*Instructions for the task*
Set out all of the records below as a numbered list, omitting any blank lines.

+++

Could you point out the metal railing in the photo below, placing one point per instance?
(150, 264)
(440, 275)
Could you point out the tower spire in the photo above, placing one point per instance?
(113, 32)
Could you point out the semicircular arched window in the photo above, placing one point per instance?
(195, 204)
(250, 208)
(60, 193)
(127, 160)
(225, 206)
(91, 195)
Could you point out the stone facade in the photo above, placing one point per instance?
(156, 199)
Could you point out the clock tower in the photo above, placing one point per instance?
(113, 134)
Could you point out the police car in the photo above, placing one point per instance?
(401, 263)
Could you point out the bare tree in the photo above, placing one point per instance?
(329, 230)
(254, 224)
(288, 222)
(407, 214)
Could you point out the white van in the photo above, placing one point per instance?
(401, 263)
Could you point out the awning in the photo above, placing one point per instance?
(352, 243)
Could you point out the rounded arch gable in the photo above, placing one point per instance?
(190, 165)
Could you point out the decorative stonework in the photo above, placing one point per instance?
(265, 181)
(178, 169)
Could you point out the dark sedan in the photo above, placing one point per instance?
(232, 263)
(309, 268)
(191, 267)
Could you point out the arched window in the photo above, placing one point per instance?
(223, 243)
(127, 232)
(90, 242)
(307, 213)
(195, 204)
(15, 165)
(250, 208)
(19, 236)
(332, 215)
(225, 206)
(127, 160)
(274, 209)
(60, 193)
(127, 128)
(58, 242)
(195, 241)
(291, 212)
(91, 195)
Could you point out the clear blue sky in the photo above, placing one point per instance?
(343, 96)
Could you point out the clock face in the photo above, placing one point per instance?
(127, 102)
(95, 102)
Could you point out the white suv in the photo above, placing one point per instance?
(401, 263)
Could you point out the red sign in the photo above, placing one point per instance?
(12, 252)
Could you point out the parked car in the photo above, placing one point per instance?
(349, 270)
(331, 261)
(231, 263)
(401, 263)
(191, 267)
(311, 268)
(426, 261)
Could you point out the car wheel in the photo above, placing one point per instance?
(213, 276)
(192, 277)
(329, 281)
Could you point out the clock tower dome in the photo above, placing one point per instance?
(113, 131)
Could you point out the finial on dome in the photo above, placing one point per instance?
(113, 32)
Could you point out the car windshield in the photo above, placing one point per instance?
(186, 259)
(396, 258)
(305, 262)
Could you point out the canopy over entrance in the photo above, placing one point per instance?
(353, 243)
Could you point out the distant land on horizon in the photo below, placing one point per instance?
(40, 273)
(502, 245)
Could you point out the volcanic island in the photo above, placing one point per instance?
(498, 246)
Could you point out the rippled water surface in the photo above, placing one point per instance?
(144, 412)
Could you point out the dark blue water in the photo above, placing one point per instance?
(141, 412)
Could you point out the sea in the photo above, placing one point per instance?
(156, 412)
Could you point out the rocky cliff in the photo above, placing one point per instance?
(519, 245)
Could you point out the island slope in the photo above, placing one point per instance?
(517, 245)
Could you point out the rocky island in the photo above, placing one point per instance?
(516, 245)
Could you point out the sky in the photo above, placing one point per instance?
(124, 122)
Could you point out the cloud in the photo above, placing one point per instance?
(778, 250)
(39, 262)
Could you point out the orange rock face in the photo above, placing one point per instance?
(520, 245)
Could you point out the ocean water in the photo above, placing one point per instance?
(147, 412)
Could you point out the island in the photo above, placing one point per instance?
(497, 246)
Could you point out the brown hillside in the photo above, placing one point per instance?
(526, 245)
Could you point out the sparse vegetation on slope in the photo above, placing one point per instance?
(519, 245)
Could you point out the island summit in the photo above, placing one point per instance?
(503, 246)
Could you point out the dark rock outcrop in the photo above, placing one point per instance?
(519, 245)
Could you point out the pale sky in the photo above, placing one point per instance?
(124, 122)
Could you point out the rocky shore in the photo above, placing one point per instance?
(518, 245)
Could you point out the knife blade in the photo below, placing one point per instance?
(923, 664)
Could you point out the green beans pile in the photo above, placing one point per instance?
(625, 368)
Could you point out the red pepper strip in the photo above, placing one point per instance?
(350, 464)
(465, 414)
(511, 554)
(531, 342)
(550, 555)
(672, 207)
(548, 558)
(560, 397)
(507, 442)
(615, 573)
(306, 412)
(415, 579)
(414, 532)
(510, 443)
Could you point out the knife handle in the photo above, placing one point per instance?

+++

*Task solution*
1. Could you point out the metal railing in the photo below, placing one point per instance?
2. (150, 264)
3. (440, 275)
4. Could you point out the tower spire in the photo above, placing one point per instance?
5. (113, 32)
6. Could you point out the semicircular arched window in the photo above, placing one point per instance?
7. (195, 204)
8. (250, 208)
9. (60, 193)
10. (127, 160)
11. (225, 206)
12. (91, 195)
13. Could you point out the stone facade in the photo above, placing one point per instance?
14. (156, 199)
15. Could you point out the clock tower in the photo above, placing one point per instance?
16. (113, 134)
17. Could you point out the police car in the photo above, placing one point per instance?
18. (401, 263)
19. Could you point out the bare tree in the photo above, placing one point per instance?
20. (329, 230)
21. (254, 224)
22. (288, 222)
23. (407, 214)
24. Could you point out the white van in the photo above, placing one point per instance?
25. (401, 263)
26. Could you point out the awning in the photo above, placing one point per instance?
27. (352, 243)
28. Could you point out the rounded arch gable in the photo above, placing one point per instance?
29. (190, 165)
30. Could you point out the decorative stonework in the photo above, placing one point per instance?
31. (265, 181)
32. (178, 169)
33. Could you point out the dark sedan in the photo above, placing one point per instance?
34. (232, 263)
35. (309, 268)
36. (191, 267)
37. Could you point out the arched window in the photo above, placing one point per instance?
38. (223, 243)
39. (127, 232)
40. (90, 242)
41. (307, 213)
42. (195, 204)
43. (15, 165)
44. (250, 208)
45. (19, 236)
46. (332, 215)
47. (225, 206)
48. (127, 160)
49. (274, 209)
50. (60, 193)
51. (127, 128)
52. (58, 242)
53. (195, 241)
54. (291, 212)
55. (91, 195)
56. Could you point out the clear blue sky in the photo above, placing one point per instance?
57. (343, 96)
58. Could you point out the clock face in the photo above, placing one point per instance?
59. (127, 102)
60. (95, 102)
61. Could you point out the white suv in the photo above, placing one point per instance?
62. (401, 263)
63. Could you point out the red sign in the photo above, placing one point per instance?
64. (12, 252)
65. Could you point out the parked car in the photo above, placing one point per instance?
66. (349, 270)
67. (331, 261)
68. (231, 263)
69. (401, 263)
70. (191, 267)
71. (311, 268)
72. (426, 261)
73. Could you point out the car wheel in the photo above, placing one point per instance?
74. (213, 276)
75. (192, 277)
76. (329, 281)
77. Could you point out the clock tower dome in the photo above, placing one point per instance?
78. (113, 131)
79. Could you point out the finial on dome in the photo above, placing one point per instance?
80. (113, 32)
81. Could you point out the car windshield in the photo above, placing one point per instance?
82. (186, 259)
83. (396, 258)
84. (305, 262)
85. Could you point out the canopy over entrance in the photo above, placing one point per instance?
86. (353, 243)
87. Could you point out the distant land on horizon in the photo below, placing one point per instance?
88. (40, 273)
89. (502, 245)
90. Could you point out the volcanic island in the photo above, placing one point per instance?
91. (498, 246)
92. Could you point out the rippled water surface in the photo above, placing one point per instance?
93. (144, 412)
94. Could you point out the dark blue water in the photo above, placing one point per instance?
95. (141, 412)
96. Could you point out the sea in the photo above, placing one point per instance?
97. (156, 412)
98. Could you point out the rocky cliff in the photo above, placing one point per instance?
99. (519, 245)
100. Could you point out the island slope in the photo above, placing one point per instance?
101. (517, 245)
102. Could you point out the rocky island in the photo above, placing one point per instance?
103. (516, 245)
104. Could you point out the sky in the photo above, placing one point per instance?
105. (124, 122)
106. Could you point out the cloud in the photo above, placing one point per instance?
107. (778, 250)
108. (39, 262)
109. Could you point out the orange rock face in the photo above, placing one point per instance?
110. (520, 245)
111. Could you point out the ocean water in the photo above, placing one point per instance?
112. (147, 412)
113. Could you point out the island in the photo above, placing one point per instance?
114. (497, 246)
115. Could you point out the brown hillside in the photo above, placing one point per instance?
116. (526, 245)
117. Could you point out the sparse vegetation on slope in the photo above, placing one point per instance?
118. (519, 245)
119. Could you point out the island summit in the photo above, placing one point per instance?
120. (503, 246)
121. Could you point out the dark rock outcrop in the photo above, placing one point per instance?
122. (519, 245)
123. Could you point out the pale sky in the photo above, placing one point per instance?
124. (124, 122)
125. Could you point out the rocky shore in the photo above, placing one point per instance?
126. (518, 245)
127. Could you point out the knife blade in the photo below, placing one point per instance?
128. (923, 664)
129. Could you point out the green beans pile in the photo above, placing one point per instance?
130. (625, 368)
131. Could you point out the red pepper strip in the photo above, placing one point per instance?
132. (350, 464)
133. (465, 414)
134. (511, 554)
135. (531, 342)
136. (550, 555)
137. (672, 207)
138. (548, 558)
139. (560, 397)
140. (507, 442)
141. (615, 573)
142. (306, 412)
143. (415, 579)
144. (414, 532)
145. (510, 443)
146. Could you point out the knife handle in the photo above, placing one point per instance?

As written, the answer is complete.